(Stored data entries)
--------------------------------

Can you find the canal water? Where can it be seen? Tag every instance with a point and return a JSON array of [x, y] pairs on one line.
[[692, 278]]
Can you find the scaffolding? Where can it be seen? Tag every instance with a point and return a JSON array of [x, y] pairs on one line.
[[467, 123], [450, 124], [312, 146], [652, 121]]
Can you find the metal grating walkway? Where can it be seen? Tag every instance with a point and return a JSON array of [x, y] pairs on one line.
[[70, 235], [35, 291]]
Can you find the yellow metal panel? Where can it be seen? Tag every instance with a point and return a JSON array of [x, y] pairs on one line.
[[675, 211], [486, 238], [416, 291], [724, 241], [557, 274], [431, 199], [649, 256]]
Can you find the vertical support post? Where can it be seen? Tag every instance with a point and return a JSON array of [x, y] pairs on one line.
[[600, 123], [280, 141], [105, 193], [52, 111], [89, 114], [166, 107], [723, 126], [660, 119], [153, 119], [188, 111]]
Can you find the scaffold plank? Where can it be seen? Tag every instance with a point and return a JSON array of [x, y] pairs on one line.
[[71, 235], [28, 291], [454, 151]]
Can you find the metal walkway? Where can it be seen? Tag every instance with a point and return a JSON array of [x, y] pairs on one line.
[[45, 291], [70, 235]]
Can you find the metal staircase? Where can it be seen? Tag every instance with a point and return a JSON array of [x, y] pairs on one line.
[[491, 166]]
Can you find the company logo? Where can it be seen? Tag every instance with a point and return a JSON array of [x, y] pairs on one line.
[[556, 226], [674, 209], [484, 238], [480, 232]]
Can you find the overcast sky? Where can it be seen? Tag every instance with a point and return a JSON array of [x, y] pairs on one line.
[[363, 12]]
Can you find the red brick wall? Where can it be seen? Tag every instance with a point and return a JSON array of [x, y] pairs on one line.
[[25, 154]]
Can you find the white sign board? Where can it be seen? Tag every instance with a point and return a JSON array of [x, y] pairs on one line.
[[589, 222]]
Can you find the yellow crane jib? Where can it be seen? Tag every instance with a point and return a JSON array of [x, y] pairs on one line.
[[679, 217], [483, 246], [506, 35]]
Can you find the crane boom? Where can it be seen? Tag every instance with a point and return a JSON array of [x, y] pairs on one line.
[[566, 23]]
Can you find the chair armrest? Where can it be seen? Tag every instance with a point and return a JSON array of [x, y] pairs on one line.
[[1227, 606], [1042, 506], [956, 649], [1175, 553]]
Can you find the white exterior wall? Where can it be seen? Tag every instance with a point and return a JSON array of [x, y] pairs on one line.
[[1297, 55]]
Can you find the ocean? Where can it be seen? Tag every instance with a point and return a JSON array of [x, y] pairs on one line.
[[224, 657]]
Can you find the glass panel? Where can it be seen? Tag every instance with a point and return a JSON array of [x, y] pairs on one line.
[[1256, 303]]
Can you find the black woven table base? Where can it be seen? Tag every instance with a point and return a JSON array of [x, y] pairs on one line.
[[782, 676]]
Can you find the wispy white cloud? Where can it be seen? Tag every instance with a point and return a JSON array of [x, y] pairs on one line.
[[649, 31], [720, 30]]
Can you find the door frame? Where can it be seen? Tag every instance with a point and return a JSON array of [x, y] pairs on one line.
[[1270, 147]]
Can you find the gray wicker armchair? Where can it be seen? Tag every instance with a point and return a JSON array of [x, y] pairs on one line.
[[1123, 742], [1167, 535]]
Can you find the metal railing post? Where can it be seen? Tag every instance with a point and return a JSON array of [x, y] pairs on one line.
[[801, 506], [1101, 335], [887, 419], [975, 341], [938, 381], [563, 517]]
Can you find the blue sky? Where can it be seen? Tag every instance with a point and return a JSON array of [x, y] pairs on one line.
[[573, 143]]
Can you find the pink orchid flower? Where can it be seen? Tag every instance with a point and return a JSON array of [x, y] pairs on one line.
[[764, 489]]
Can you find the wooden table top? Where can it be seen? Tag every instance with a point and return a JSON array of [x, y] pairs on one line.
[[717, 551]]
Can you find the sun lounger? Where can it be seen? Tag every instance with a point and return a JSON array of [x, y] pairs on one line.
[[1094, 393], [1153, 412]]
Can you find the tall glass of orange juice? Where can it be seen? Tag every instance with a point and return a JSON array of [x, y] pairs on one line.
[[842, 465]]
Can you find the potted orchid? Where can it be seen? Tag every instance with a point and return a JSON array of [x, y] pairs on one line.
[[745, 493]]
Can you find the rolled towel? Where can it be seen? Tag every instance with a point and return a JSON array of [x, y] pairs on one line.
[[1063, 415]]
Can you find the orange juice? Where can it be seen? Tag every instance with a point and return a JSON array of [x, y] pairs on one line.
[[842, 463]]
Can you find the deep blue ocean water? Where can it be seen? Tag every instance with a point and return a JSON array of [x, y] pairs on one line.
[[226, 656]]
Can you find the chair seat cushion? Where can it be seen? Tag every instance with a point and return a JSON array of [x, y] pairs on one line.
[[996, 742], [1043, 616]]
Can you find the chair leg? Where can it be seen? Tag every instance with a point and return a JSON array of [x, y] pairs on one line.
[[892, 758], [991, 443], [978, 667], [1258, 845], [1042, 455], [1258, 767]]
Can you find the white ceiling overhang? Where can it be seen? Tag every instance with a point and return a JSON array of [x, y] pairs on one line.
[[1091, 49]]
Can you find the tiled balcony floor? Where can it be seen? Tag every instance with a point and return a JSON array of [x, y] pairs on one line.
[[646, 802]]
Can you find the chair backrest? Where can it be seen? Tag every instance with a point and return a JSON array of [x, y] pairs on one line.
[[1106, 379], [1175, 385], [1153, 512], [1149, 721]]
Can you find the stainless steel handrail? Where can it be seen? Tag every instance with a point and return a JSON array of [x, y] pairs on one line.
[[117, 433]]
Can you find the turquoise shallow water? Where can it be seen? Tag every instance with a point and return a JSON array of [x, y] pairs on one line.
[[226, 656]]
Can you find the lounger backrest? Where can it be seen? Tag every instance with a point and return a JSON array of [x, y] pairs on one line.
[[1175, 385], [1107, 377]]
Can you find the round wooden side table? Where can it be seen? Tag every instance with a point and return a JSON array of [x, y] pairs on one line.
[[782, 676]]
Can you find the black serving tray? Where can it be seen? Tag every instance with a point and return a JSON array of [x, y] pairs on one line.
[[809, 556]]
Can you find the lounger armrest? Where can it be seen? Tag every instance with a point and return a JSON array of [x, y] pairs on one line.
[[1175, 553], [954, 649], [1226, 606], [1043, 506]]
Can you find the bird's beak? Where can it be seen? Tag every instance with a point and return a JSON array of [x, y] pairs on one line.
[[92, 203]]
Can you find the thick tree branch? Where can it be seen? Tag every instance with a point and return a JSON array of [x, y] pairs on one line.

--------------------------------

● Exercise directions: Reproduce, word for word, the part of the items that opens with the first line and closes with the line containing "[[70, 235], [35, 291]]", including both of those lines.

● Final result:
Can you find the canal water? Where can it be seen? Tag every instance with a point and return a JSON array of [x, y] pairs on one line.
[[692, 278]]
Can you find the scaffolding? Where can it be seen? Tag every instance with a point and return a JSON array of [x, y] pairs on one line.
[[467, 123], [450, 124], [312, 146], [652, 121]]
Can you find the metal grating walkway? Where can it be seen? Tag every instance with a point and return a JSON array of [x, y] pairs on one line.
[[70, 235], [35, 291]]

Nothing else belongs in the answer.